Task to complete: Return the whole listing, keeping every character the same.

Raw data:
+ + + + +
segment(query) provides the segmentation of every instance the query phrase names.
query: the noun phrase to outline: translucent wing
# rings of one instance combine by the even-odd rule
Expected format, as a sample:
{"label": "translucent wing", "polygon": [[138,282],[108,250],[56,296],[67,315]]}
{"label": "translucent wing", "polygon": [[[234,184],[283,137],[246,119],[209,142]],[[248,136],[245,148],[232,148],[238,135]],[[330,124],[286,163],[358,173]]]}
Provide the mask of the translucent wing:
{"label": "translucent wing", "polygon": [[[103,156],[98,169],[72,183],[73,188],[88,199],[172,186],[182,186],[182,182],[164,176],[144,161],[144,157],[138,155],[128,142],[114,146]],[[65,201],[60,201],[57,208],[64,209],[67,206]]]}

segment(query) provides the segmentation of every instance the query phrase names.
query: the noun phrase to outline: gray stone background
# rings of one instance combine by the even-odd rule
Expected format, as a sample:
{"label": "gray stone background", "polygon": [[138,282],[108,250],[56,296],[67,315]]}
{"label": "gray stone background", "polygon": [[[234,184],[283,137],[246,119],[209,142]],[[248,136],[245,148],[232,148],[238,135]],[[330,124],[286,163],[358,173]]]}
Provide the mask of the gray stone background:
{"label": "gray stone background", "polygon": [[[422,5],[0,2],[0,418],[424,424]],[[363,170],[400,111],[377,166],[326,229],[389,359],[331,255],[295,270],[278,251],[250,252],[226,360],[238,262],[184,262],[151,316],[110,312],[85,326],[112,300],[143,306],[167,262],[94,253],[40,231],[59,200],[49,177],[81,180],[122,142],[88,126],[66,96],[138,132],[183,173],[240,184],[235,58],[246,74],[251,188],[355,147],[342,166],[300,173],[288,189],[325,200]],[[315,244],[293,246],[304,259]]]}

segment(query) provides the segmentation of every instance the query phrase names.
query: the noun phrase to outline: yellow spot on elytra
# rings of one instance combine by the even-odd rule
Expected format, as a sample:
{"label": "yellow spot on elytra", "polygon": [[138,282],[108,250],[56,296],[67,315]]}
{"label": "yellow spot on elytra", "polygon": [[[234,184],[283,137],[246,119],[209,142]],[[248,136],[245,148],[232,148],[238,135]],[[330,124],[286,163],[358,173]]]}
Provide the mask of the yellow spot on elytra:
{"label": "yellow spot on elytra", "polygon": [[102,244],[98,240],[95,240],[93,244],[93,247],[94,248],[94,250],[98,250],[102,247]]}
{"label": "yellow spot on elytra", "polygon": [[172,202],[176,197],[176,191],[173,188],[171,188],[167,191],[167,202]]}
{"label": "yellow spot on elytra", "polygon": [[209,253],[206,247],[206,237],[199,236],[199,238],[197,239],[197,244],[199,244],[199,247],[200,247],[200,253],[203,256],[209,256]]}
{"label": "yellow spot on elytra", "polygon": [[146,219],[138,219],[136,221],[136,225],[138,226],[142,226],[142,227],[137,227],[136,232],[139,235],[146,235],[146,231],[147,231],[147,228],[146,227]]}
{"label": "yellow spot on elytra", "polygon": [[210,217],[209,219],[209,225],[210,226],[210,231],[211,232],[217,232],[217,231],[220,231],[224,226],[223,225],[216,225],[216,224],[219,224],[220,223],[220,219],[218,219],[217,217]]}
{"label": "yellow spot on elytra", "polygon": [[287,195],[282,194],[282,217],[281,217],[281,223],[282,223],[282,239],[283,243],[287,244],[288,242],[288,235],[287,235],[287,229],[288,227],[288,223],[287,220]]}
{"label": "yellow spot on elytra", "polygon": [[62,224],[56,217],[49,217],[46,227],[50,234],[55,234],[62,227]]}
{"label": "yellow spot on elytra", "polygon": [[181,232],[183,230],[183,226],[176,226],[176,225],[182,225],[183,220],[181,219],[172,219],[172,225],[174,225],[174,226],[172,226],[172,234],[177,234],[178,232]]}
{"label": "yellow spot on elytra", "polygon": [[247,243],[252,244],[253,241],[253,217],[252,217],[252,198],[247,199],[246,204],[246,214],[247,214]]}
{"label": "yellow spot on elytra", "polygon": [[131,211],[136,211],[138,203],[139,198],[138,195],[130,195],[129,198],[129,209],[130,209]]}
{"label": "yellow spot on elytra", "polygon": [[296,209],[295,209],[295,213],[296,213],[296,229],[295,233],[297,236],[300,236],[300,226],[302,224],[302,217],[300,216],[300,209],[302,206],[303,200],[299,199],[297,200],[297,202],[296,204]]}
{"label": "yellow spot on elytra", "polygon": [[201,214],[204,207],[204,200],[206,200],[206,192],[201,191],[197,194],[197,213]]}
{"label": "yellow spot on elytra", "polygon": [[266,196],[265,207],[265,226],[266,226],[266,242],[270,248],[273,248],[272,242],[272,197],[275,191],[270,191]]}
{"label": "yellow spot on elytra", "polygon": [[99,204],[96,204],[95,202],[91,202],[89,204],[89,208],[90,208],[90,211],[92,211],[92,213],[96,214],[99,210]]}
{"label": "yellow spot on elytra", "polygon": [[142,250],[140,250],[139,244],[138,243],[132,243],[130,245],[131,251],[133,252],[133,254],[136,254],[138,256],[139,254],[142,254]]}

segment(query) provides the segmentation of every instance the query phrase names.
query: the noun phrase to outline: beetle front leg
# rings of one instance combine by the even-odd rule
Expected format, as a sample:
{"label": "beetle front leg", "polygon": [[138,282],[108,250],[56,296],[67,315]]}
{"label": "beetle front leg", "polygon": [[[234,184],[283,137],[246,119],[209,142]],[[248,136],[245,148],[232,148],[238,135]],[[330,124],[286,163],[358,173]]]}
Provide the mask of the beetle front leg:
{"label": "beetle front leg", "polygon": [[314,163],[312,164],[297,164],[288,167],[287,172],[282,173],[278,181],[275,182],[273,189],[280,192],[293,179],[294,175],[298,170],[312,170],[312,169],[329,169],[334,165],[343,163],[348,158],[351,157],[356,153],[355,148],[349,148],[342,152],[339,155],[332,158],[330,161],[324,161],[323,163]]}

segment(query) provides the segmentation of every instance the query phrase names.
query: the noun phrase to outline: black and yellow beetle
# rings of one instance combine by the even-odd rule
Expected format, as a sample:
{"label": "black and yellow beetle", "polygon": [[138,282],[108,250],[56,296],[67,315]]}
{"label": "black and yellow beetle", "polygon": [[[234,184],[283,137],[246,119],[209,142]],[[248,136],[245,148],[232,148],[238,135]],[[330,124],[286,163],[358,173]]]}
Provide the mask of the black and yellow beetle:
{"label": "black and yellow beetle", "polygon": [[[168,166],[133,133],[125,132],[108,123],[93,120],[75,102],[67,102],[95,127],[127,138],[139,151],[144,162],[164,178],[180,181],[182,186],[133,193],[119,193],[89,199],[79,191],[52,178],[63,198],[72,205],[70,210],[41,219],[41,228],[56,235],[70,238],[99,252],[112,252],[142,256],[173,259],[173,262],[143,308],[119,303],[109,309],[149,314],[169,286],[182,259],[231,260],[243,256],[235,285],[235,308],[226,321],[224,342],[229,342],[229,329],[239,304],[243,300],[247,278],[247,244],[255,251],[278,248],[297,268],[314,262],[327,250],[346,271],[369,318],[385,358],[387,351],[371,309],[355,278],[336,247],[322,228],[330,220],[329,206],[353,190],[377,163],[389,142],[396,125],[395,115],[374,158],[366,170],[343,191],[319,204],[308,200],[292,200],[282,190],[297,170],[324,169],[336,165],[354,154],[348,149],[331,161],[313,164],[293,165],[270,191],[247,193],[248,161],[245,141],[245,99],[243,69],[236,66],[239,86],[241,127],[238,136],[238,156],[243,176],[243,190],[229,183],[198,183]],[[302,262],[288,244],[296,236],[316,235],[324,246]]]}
+ + + + +
Completed exercise:
segment(query) provides the segmentation of every instance the query phrase names.
query: the noun phrase to outline: translucent wing
# rings of one instance combine by the even-odd rule
Expected format, as a sample:
{"label": "translucent wing", "polygon": [[138,282],[108,250],[56,296],[67,315]]}
{"label": "translucent wing", "polygon": [[[234,184],[283,137],[246,119],[209,142]],[[248,136],[245,148],[232,148],[238,135]],[[330,124],[286,163],[358,173]]]}
Provide the mask of the translucent wing:
{"label": "translucent wing", "polygon": [[[103,156],[98,169],[72,183],[73,188],[88,199],[172,186],[182,186],[182,182],[164,176],[144,161],[144,157],[138,155],[128,142],[114,146]],[[65,201],[60,201],[57,208],[64,209],[67,206]]]}

segment(query) provides the segmentation of every instance the query phrase names.
query: the noun phrase to outline: gray stone background
# rings of one instance combine by the even-odd rule
Expected format, as a sample:
{"label": "gray stone background", "polygon": [[138,282],[108,250],[56,296],[67,315]]}
{"label": "gray stone background", "polygon": [[[234,184],[283,137],[246,119],[209,142]],[[248,136],[245,148],[232,148],[238,135]],[[330,124],[286,163],[358,173]]]}
Provide the mask of the gray stone background:
{"label": "gray stone background", "polygon": [[[422,5],[0,2],[0,418],[424,424]],[[363,170],[400,111],[377,166],[326,229],[389,359],[331,255],[295,270],[278,251],[250,252],[226,360],[238,262],[184,262],[151,316],[110,312],[85,326],[112,300],[143,306],[167,262],[94,253],[40,231],[59,200],[49,177],[81,180],[122,142],[88,126],[66,96],[138,132],[183,173],[240,184],[235,58],[246,74],[251,188],[355,147],[342,166],[300,173],[288,189],[325,200]],[[315,244],[293,246],[304,259]]]}

segment(query) provides the segmentation of every instance the query phrase names.
query: the noun phrase to outline: yellow spot on elytra
# rings of one instance combine by the even-odd rule
Expected format, as a sample:
{"label": "yellow spot on elytra", "polygon": [[138,282],[108,250],[56,296],[67,315]]}
{"label": "yellow spot on elytra", "polygon": [[[234,184],[283,137],[246,119],[209,142]],[[248,136],[245,148],[232,148],[238,135]],[[330,124],[286,163],[358,173]]]}
Provide the mask of the yellow spot on elytra:
{"label": "yellow spot on elytra", "polygon": [[102,244],[98,240],[95,240],[93,244],[93,247],[94,248],[94,250],[98,250],[102,247]]}
{"label": "yellow spot on elytra", "polygon": [[172,202],[176,197],[176,191],[173,188],[171,188],[167,191],[167,202]]}
{"label": "yellow spot on elytra", "polygon": [[209,253],[206,247],[206,237],[199,236],[199,238],[197,239],[197,244],[199,244],[199,247],[200,247],[200,253],[203,256],[209,256]]}
{"label": "yellow spot on elytra", "polygon": [[146,219],[138,219],[136,221],[136,225],[138,226],[142,226],[142,227],[137,227],[136,232],[139,235],[146,235],[146,231],[147,231],[147,228],[146,227]]}
{"label": "yellow spot on elytra", "polygon": [[210,217],[209,219],[209,225],[210,226],[210,231],[211,232],[217,232],[217,231],[220,231],[224,226],[223,225],[216,225],[216,224],[219,224],[220,223],[220,219],[218,219],[217,217]]}
{"label": "yellow spot on elytra", "polygon": [[287,195],[282,194],[282,217],[281,217],[281,223],[282,223],[282,239],[283,243],[287,244],[288,242],[288,235],[287,235],[287,229],[288,227],[288,223],[287,220]]}
{"label": "yellow spot on elytra", "polygon": [[62,224],[56,217],[49,217],[46,227],[50,234],[55,234],[62,227]]}
{"label": "yellow spot on elytra", "polygon": [[181,232],[183,230],[183,226],[176,226],[176,225],[182,225],[183,220],[181,219],[172,219],[172,225],[174,225],[174,226],[172,226],[172,234],[177,234],[178,232]]}
{"label": "yellow spot on elytra", "polygon": [[247,243],[252,244],[253,241],[253,217],[252,217],[252,198],[247,199],[246,204],[246,214],[247,214]]}
{"label": "yellow spot on elytra", "polygon": [[131,211],[136,211],[138,203],[139,198],[138,195],[130,195],[129,198],[129,209],[130,209]]}
{"label": "yellow spot on elytra", "polygon": [[296,209],[295,209],[295,213],[296,213],[296,229],[295,233],[297,236],[300,236],[300,226],[302,224],[302,217],[300,216],[300,209],[302,206],[303,200],[299,199],[297,200],[297,202],[296,204]]}
{"label": "yellow spot on elytra", "polygon": [[201,214],[204,207],[204,200],[206,200],[206,192],[201,191],[197,194],[197,213]]}
{"label": "yellow spot on elytra", "polygon": [[266,196],[265,207],[265,226],[266,226],[266,242],[270,248],[273,248],[272,242],[272,197],[275,191],[270,191]]}
{"label": "yellow spot on elytra", "polygon": [[99,204],[96,204],[95,202],[91,202],[89,204],[89,208],[90,208],[90,211],[92,211],[92,213],[96,214],[99,210]]}
{"label": "yellow spot on elytra", "polygon": [[142,250],[140,250],[139,244],[138,243],[132,243],[130,245],[131,251],[133,252],[133,254],[136,254],[138,256],[139,254],[142,254]]}

segment(query) provides the segmentation of every instance the query phrase names.
query: the noun phrase to outline: beetle front leg
# rings of one instance combine by the even-odd rule
Expected format, as a sample:
{"label": "beetle front leg", "polygon": [[138,282],[108,250],[56,296],[67,315]]}
{"label": "beetle front leg", "polygon": [[[234,184],[283,137],[246,119],[209,142]],[[248,136],[245,148],[232,148],[238,135]],[[330,124],[286,163],[358,173]]]}
Provide the mask of the beetle front leg:
{"label": "beetle front leg", "polygon": [[314,163],[312,164],[297,164],[288,167],[287,172],[282,173],[278,181],[275,182],[273,189],[280,192],[293,179],[294,175],[298,170],[312,170],[312,169],[329,169],[334,165],[343,163],[348,158],[351,157],[356,153],[355,148],[349,148],[342,152],[339,155],[332,158],[330,161],[324,161],[323,163]]}

segment(query) provides the segmentation of every instance the query phrase names.
query: the noun phrase to outline: black and yellow beetle
# rings of one instance combine by the even-odd rule
Expected format, as a sample:
{"label": "black and yellow beetle", "polygon": [[138,282],[108,250],[56,296],[67,315]]}
{"label": "black and yellow beetle", "polygon": [[[234,184],[283,137],[246,119],[209,142]],[[248,136],[245,148],[232,148],[238,135]],[[330,124],[286,163],[358,173]]]}
Provide the mask of the black and yellow beetle:
{"label": "black and yellow beetle", "polygon": [[[168,166],[133,133],[125,132],[108,123],[93,120],[75,102],[67,102],[95,127],[127,138],[139,151],[144,162],[164,178],[180,181],[182,186],[133,193],[119,193],[89,199],[79,191],[52,178],[63,198],[72,205],[70,210],[41,219],[41,228],[56,235],[70,238],[99,252],[112,252],[142,256],[173,259],[173,262],[143,308],[119,303],[109,309],[149,314],[169,286],[182,259],[231,260],[243,256],[235,285],[235,308],[226,321],[224,342],[229,342],[229,329],[239,304],[243,300],[247,278],[247,244],[255,251],[278,248],[297,268],[314,262],[327,250],[346,271],[369,318],[385,358],[387,351],[371,309],[355,278],[336,247],[322,228],[330,220],[329,206],[353,190],[377,163],[389,142],[396,125],[395,115],[374,158],[366,170],[343,191],[319,204],[308,200],[292,200],[282,190],[297,170],[324,169],[336,165],[354,154],[348,149],[331,161],[313,164],[293,165],[270,191],[247,193],[248,161],[245,141],[245,99],[243,69],[236,66],[239,86],[241,127],[238,136],[238,156],[243,176],[243,190],[229,183],[198,183]],[[302,262],[288,244],[296,236],[316,235],[324,246]]]}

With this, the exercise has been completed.